▶ _Problem requirements_
Extract the material verbatim, from its first line up to and including the line that contains "M 463 850 L".
• • • • •
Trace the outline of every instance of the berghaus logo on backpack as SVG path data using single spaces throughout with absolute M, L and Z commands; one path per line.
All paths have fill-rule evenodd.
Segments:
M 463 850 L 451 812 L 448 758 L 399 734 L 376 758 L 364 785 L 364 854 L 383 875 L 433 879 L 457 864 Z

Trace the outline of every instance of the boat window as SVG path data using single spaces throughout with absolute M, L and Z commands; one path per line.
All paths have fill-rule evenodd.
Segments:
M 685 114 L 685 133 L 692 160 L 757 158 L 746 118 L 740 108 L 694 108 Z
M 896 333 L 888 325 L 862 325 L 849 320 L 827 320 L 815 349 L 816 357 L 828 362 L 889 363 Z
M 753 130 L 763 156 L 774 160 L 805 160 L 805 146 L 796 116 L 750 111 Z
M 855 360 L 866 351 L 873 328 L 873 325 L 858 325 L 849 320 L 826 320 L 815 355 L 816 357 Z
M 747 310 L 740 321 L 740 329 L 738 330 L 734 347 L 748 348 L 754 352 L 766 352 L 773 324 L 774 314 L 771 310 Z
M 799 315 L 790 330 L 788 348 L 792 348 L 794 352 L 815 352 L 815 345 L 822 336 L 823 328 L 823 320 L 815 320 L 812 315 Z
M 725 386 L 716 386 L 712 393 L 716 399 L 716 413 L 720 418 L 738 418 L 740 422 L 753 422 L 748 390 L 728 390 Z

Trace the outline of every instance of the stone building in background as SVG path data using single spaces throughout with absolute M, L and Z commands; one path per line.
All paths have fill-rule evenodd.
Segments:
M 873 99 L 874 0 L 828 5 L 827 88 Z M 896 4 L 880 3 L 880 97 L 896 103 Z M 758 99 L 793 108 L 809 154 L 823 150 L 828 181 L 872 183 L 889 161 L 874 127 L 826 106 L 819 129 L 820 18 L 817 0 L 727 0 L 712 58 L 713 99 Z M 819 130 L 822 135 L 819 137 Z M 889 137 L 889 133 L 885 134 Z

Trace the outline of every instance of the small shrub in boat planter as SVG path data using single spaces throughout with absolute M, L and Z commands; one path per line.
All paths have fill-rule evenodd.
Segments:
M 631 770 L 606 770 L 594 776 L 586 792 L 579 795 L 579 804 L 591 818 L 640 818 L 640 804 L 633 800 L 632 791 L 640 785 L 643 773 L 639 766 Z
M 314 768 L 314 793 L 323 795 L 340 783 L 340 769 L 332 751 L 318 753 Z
• • • • •
▶ _Output of the task_
Trace the outline of every instance of the berghaus logo on backpack as SVG path data using single spaces throughout with absolute M, L and Z commands; one path per line.
All paths have fill-rule evenodd.
Segments:
M 463 850 L 451 812 L 448 758 L 399 734 L 376 758 L 364 785 L 364 854 L 383 875 L 433 879 L 457 864 Z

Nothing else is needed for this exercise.